**AIM 1:** Could you reproduce the 3D printing text below, word for word and in full?
# start of TEXT BLOCK
3D and 4D Printing for Smart and Multistable Structures

What is 3d Printing?

Three-dimensional (3D) printing is an evolving and increasingly widespread technology that enables the production of complex structures and revolutionizes personalized manufacturing. By using appropriate 3D printing techniques based on the intended application, high-resolution parts can be produced. This printing process is carried out by adding material layer by layer, which is why this technology is also known as additive manufacturing. Since 3D printing provides cost-effective solutions for customization and prototyping, it is frequently preferred in the manufacturing industry.

Let’s briefly discuss some commonly used 3D printing technologies

Types of 3d Printing

• Stereolithography (SLA): This method utilizes photopolymerization to cure light-sensitive liquids layer by layer, forming a 3D structure.
• Digital Light Processing (DLP): Similar to SLA, but instead of a laser, it uses a projector as a light source, allowing for faster printing.
• Direct Laser Writing (DLW): Uses ultra-fast laser pulses to create objects with high precision.
# end of TEXT BLOCK
# start of RECORDS SHOWN
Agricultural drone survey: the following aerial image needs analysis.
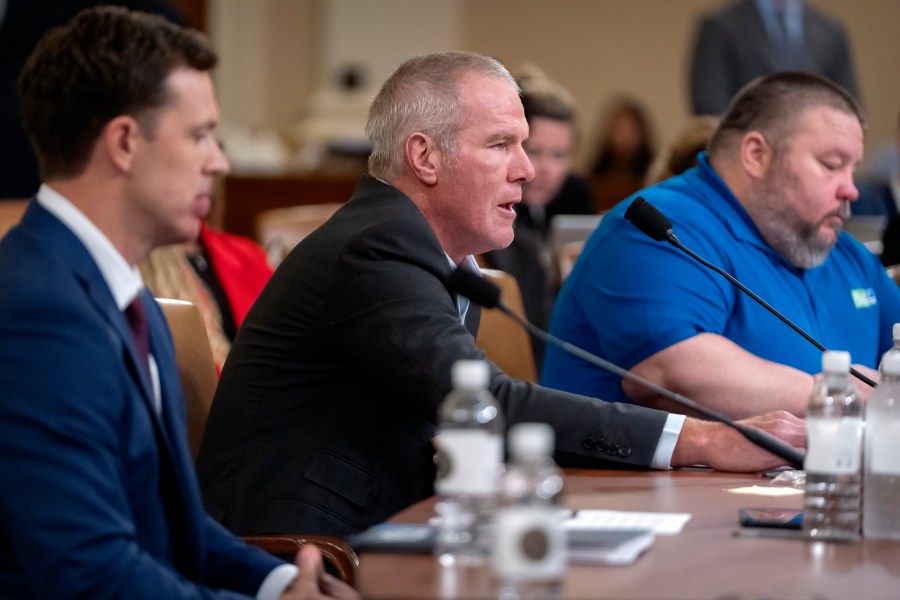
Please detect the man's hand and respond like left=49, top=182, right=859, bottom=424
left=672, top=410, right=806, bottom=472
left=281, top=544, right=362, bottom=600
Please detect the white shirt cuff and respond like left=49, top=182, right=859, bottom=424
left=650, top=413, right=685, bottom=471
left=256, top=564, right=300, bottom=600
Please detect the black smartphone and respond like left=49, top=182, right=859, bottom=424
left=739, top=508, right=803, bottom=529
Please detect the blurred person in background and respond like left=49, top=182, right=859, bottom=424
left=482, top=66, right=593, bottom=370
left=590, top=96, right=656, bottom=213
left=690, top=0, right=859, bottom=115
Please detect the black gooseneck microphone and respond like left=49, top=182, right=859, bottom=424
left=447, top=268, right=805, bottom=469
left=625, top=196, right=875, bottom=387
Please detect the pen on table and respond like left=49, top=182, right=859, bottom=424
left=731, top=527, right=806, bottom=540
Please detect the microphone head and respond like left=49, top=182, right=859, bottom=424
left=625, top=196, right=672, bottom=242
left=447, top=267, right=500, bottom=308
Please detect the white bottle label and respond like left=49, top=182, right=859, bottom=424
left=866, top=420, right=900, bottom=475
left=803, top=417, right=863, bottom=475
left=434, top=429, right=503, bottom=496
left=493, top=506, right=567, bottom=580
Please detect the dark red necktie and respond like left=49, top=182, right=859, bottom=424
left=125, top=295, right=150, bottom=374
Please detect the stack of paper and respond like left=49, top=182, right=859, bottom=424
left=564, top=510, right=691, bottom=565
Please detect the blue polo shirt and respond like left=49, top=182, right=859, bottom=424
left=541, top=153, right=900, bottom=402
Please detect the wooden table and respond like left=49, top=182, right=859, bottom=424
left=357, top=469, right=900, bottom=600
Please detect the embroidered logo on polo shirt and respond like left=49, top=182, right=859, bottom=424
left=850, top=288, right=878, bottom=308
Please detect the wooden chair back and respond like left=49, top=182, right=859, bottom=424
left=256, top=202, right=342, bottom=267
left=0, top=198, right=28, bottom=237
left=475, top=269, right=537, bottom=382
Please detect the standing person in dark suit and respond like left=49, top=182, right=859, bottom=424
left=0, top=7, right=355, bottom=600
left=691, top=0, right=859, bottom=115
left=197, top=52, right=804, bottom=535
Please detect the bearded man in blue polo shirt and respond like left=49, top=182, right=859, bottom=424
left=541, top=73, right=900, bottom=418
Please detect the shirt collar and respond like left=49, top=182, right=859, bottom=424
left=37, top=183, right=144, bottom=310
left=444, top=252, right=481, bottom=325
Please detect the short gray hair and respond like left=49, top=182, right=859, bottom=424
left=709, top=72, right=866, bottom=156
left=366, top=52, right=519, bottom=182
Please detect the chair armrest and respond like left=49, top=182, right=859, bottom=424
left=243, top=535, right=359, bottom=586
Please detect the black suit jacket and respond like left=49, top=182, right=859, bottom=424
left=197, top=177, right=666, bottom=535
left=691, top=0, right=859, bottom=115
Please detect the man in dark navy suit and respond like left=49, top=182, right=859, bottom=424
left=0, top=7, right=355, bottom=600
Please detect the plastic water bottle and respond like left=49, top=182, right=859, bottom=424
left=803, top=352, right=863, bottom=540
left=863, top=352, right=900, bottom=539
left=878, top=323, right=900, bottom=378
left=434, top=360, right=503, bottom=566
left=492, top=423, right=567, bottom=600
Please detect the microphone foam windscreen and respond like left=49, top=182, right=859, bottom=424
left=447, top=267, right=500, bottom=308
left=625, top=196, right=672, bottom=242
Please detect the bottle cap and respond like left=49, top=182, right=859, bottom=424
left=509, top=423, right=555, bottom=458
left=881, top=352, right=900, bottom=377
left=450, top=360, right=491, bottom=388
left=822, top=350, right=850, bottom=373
# end of RECORDS SHOWN
**AIM 2:** Can you rewrite the entries above, only from the line with "Please detect the short" up to and including the line with "left=492, top=423, right=567, bottom=600", as a JSON list of strings with one string per line and blank lines left out?

**CORRECT RESPONSE 1:**
3D and 4D Printing for Smart and Multistable Structures

What is 3d Printing?

Three-dimensional (3D) printing is an evolving and increasingly widespread technology that enables the production of complex structures and revolutionizes personalized manufacturing. By using appropriate 3D printing techniques based on the intended application, high-resolution parts can be produced. This printing process is carried out by adding material layer by layer, which is why this technology is also known as additive manufacturing. Since 3D printing provides cost-effective solutions for customization and prototyping, it is frequently preferred in the manufacturing industry.

Let’s briefly discuss some commonly used 3D printing technologies

Types of 3d Printing

• Stereolithography (SLA): This method utilizes photopolymerization to cure light-sensitive liquids layer by layer, forming a 3D structure.
• Digital Light Processing (DLP): Similar to SLA, but instead of a laser, it uses a projector as a light source, allowing for faster printing.
• Direct Laser Writing (DLW): Uses ultra-fast laser pulses to create objects with high precision.

**CORRECT RESPONSE 2:**
[
  "Please detect the short gray hair and respond like left=49, top=182, right=859, bottom=424",
  "left=709, top=72, right=866, bottom=156",
  "left=366, top=52, right=519, bottom=182",
  "Please detect the chair armrest and respond like left=49, top=182, right=859, bottom=424",
  "left=243, top=535, right=359, bottom=586",
  "Please detect the black suit jacket and respond like left=49, top=182, right=859, bottom=424",
  "left=197, top=177, right=666, bottom=535",
  "left=691, top=0, right=859, bottom=115",
  "Please detect the man in dark navy suit and respond like left=49, top=182, right=859, bottom=424",
  "left=0, top=7, right=355, bottom=600",
  "Please detect the plastic water bottle and respond like left=49, top=182, right=859, bottom=424",
  "left=803, top=352, right=863, bottom=540",
  "left=863, top=352, right=900, bottom=539",
  "left=878, top=323, right=900, bottom=378",
  "left=434, top=360, right=503, bottom=566",
  "left=492, top=423, right=567, bottom=600"
]